• To be done:
A. In the passage on asylum and citizenship, answer each question:
(i) How many months did Ahmed Fadiga spend in detention before he appeared before an American immigration judge?
(ii) After how long living in the United States must a refugee apply for a green card?
(iii) After the green card is granted, how many more years must the refugee wait before becoming eligible for citizenship?
B. Continue the passage on asylum and the road to citizenship from its final sentence.

• Excerpted passage:
[Begin]

These classifications beg interesting questions. Wouldn’t it be in violation of American policies to send illegal Mexican immigrants back to a war-zone? Should immigration be racially or ethnically aware: is there really a difference between a West African asylum seeker and a Mexican asylum seeker? Even if an asylum seeker earns admission into the nation, does that mean an easier road to citizenship?

 

The American Dream

As reported by NBC News, Ahmed Fadiga, who fled persecution in his native Cote d’Ivoire after speaking out against the ruling party, spent seven months in detention prior to appearing before an American immigration judge on charges of entering the U.S. on false paperwork. Fadiga won his case and was granted asylum.

Asylum, however, does not equal permanent residency in the country. In order for a refugee to gain citizenship, the refugee must apply for a green card after one year of residency in the United States. When the green card is granted — which is estimated by the USCIS to take less than six months, but have taken as long as 10 years with appeals — the refugee must wait at least five additional years before becoming eligible for citizenship. At that point, the refugee is put into the application queue, which can take an indeterminate amount of time to process through.

[End]

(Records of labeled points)

[Begin]

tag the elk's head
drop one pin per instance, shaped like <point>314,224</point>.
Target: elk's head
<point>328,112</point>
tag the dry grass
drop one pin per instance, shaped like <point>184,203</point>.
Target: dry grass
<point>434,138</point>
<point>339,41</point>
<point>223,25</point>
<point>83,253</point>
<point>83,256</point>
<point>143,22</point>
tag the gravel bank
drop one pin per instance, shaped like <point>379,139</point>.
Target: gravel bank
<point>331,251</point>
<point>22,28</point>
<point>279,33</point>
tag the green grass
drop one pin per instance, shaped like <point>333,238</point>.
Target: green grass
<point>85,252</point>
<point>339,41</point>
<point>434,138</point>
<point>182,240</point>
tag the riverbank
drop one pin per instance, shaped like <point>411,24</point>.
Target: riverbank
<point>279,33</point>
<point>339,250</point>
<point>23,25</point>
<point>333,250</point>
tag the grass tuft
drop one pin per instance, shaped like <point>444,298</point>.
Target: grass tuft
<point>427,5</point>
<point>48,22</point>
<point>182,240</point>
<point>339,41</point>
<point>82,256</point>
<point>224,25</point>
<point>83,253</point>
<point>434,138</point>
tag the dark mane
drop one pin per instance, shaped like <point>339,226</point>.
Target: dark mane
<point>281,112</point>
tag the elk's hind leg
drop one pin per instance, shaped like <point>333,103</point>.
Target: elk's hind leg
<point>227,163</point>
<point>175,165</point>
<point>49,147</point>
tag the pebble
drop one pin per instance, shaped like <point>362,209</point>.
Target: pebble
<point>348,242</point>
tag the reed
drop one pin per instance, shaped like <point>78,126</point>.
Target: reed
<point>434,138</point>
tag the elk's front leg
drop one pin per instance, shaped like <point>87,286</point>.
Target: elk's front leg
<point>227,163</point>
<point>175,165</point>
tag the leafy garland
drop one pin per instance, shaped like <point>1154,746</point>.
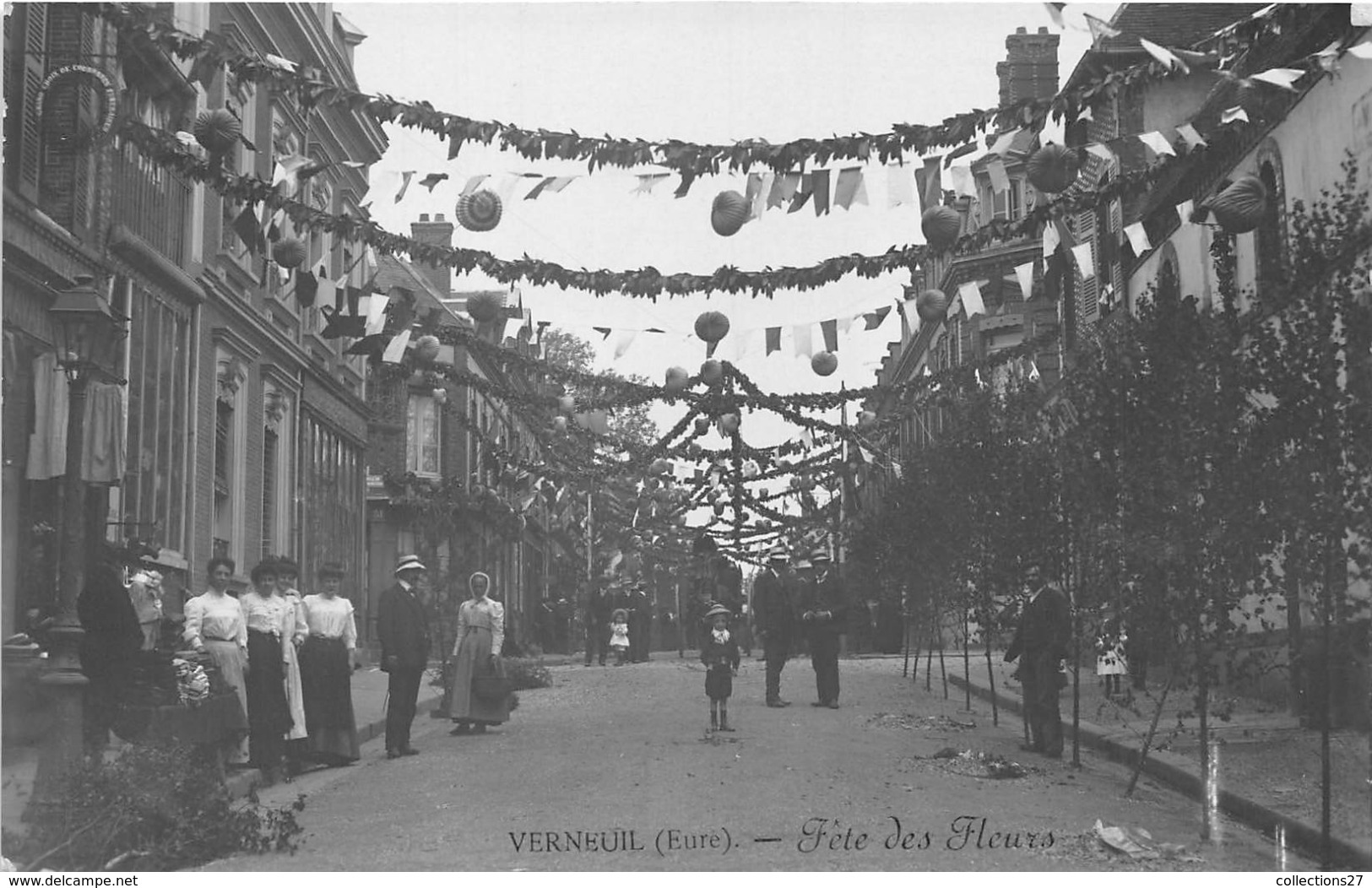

[End]

• Final results:
A.
(i) Seven months
(ii) One year
(iii) At least five years

B.
After nearly four years of being an “asylee,” Fadiga opted for a shortcut. Non-citizens that serve in the U.S. military are naturalized after six months of satisfactory service. Spc. Fadiga, now an American citizen, brought over his wife and is now happy after finding his American Dream.

But, military service is not a realistic option for all citizenship seekers. In seeking a road forward regarding immigration and the complexion of the future population of the nation, the American people must ask if preservation of the idea that all are welcome in this nation is more important than maintaining entrance quotas and ensuring preference to “native-born Americans.” The nation must ask if it cares about the disenfranchisement of the individual.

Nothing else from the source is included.